» GIVEN RECORDS
----

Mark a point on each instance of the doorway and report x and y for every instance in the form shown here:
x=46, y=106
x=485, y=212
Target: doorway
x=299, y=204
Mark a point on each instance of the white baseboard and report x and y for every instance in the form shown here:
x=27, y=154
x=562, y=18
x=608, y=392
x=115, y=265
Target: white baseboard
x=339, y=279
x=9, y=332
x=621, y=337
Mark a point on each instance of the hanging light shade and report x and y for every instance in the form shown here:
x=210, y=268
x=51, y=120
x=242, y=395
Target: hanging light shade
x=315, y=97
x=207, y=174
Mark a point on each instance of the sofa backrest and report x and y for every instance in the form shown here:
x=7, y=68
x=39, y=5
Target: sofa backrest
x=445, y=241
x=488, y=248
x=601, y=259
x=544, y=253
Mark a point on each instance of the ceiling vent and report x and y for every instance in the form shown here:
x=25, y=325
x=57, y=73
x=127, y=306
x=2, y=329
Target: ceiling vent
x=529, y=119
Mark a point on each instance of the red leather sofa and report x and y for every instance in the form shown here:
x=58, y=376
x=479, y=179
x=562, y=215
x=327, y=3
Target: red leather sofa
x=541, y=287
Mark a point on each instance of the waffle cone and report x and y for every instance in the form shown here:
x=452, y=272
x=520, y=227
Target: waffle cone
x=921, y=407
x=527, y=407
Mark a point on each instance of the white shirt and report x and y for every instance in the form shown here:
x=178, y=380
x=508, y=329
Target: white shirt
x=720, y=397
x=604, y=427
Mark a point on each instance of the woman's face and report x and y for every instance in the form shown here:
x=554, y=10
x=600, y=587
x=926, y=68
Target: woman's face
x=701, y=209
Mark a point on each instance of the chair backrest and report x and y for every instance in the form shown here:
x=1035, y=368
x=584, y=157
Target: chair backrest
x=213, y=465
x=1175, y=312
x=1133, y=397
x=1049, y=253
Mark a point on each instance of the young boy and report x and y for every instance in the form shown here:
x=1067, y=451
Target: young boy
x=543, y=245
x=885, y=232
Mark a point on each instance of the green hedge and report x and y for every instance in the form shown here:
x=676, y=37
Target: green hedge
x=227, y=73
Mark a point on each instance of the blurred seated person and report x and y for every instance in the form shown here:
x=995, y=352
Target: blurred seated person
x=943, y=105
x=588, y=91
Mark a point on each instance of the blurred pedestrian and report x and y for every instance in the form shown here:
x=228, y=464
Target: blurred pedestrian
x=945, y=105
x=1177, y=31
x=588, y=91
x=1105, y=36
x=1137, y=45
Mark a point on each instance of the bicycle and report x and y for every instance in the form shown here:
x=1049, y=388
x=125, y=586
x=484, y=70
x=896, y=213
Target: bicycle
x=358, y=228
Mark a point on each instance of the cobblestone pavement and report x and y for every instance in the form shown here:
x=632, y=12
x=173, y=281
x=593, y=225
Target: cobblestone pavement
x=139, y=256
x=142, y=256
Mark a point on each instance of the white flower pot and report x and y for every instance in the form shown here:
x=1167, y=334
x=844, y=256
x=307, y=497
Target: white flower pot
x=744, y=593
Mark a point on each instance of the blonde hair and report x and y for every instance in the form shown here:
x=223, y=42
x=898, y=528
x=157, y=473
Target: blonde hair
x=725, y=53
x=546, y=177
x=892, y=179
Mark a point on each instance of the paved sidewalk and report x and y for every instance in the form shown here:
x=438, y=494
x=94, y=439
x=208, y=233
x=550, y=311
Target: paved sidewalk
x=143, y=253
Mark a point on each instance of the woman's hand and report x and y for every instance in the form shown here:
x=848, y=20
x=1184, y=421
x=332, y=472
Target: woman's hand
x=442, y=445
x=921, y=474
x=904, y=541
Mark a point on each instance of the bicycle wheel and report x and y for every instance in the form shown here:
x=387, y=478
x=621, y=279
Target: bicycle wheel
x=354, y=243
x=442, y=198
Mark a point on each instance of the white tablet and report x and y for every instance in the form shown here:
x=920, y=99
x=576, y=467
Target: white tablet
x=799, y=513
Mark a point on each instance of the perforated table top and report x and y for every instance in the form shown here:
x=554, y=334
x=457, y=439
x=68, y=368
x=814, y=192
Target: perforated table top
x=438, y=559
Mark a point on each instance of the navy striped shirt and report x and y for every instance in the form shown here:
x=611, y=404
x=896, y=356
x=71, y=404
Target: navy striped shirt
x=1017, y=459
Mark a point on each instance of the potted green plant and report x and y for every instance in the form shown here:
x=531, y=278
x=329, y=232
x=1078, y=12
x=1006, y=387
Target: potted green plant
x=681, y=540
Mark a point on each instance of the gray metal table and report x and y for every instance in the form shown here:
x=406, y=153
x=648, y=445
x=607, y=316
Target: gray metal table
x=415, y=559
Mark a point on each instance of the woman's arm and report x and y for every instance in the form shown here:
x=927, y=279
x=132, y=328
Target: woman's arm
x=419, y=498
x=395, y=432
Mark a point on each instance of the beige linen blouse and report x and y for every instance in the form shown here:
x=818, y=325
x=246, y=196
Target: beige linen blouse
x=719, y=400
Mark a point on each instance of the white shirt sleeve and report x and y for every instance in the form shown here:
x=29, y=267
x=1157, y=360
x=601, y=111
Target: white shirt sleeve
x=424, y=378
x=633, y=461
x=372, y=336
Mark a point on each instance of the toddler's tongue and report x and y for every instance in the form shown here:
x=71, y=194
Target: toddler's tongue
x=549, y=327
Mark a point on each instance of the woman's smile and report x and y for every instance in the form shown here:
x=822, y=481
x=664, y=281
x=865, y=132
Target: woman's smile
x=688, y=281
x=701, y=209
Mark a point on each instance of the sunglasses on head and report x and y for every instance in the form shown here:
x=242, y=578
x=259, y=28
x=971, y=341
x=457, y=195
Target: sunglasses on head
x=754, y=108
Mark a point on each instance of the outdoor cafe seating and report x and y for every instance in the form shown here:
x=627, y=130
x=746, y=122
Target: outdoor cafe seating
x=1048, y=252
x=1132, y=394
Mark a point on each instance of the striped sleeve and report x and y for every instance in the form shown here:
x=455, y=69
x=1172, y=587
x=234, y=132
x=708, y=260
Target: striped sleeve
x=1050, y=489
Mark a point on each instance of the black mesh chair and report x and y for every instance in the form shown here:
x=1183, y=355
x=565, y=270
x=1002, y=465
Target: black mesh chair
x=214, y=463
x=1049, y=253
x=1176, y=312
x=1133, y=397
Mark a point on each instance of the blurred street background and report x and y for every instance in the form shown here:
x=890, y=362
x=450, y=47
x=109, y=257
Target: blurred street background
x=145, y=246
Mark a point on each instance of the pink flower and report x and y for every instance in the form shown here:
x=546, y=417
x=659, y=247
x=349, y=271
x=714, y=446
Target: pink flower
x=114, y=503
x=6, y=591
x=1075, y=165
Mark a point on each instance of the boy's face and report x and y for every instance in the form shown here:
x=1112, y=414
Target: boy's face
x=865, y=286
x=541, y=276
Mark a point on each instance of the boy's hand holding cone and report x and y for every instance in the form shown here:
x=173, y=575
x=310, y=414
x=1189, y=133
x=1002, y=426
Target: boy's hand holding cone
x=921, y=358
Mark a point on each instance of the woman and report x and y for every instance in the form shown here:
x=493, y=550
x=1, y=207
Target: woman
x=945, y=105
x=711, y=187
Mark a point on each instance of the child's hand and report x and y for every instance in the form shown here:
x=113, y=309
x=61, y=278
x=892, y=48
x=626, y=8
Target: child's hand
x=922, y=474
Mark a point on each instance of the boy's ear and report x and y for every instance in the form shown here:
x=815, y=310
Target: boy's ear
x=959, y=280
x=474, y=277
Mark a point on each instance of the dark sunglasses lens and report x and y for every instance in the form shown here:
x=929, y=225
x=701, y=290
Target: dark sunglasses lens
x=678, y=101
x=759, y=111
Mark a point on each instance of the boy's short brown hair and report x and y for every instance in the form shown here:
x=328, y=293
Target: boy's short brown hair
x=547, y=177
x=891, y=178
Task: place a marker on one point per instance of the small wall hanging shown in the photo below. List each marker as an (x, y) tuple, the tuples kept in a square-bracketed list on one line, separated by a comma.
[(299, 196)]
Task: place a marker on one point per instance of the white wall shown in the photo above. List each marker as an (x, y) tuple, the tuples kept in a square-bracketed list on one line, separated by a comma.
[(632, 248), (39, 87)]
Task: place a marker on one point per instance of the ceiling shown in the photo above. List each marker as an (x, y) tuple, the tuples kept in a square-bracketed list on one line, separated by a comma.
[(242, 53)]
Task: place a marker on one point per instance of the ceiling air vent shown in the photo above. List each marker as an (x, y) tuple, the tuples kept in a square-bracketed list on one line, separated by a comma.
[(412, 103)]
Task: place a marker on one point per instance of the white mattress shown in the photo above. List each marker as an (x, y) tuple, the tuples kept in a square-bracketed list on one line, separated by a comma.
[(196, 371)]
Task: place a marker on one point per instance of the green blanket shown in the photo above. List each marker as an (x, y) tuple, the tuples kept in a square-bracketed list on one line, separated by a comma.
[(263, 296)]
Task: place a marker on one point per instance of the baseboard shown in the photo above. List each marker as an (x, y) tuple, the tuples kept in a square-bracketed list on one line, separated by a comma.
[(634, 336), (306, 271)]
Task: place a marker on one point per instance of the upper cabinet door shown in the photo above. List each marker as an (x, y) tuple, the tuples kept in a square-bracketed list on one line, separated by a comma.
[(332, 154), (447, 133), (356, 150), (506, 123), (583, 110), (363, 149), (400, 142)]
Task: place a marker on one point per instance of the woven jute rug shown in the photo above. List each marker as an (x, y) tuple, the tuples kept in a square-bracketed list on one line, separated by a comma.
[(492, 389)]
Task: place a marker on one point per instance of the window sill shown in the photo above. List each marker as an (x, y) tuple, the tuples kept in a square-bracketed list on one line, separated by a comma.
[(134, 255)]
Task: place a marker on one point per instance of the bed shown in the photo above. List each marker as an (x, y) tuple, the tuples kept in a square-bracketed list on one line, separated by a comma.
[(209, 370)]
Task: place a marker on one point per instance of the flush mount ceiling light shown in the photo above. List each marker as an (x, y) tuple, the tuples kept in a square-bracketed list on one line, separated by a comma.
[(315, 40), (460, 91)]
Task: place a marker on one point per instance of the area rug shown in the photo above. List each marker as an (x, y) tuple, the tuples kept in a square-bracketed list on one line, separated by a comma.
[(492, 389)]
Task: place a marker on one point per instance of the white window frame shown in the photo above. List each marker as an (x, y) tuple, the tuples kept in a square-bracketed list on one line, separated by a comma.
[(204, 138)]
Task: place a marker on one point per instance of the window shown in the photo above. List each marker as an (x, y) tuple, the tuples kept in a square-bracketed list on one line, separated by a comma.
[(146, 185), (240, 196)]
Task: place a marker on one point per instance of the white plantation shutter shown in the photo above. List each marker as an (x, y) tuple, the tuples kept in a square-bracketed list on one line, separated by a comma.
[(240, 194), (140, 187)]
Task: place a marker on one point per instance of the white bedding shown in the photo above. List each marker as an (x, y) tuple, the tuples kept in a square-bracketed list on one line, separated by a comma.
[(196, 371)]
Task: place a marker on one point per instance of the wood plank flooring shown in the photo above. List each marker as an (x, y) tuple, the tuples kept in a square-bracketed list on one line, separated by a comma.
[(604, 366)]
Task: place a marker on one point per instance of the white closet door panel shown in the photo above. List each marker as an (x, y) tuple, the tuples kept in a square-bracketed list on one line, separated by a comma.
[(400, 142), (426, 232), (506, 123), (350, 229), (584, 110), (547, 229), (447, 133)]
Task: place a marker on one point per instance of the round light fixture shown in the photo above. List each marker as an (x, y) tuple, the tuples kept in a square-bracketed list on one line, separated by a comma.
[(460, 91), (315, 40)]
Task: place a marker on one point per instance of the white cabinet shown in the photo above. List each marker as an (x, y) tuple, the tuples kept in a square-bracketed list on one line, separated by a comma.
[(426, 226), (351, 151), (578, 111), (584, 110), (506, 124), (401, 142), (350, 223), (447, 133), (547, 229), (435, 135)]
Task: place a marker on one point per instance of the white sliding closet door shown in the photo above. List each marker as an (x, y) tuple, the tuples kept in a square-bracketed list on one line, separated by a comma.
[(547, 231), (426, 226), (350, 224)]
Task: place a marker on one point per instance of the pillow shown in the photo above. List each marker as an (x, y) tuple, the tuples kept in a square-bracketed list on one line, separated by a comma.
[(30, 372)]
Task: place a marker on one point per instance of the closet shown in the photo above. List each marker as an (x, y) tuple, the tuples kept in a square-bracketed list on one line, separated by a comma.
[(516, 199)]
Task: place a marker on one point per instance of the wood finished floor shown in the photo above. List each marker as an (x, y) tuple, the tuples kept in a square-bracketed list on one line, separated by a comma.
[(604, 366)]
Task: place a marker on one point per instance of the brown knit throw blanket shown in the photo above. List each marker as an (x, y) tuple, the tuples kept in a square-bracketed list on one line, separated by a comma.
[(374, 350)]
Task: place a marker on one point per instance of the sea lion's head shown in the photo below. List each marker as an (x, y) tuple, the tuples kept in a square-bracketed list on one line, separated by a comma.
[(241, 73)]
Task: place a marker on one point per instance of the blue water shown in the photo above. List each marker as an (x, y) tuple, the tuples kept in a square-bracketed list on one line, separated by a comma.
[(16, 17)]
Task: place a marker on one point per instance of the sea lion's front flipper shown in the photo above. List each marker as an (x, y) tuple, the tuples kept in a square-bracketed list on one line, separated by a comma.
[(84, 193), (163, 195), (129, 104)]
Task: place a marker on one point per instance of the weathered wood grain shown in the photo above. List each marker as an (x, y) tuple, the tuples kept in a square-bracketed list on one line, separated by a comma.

----

» TASK DESCRIPTION
Output the lines of the records above exactly as they appear, from the line containing "x=708, y=260" through the line containing "x=1002, y=465".

» OUTPUT
x=708, y=260
Target: striped sleeve
x=1050, y=489
Mark a point on each instance of the black mesh chair and report x and y for every instance in the form shown here:
x=1183, y=355
x=565, y=270
x=1002, y=465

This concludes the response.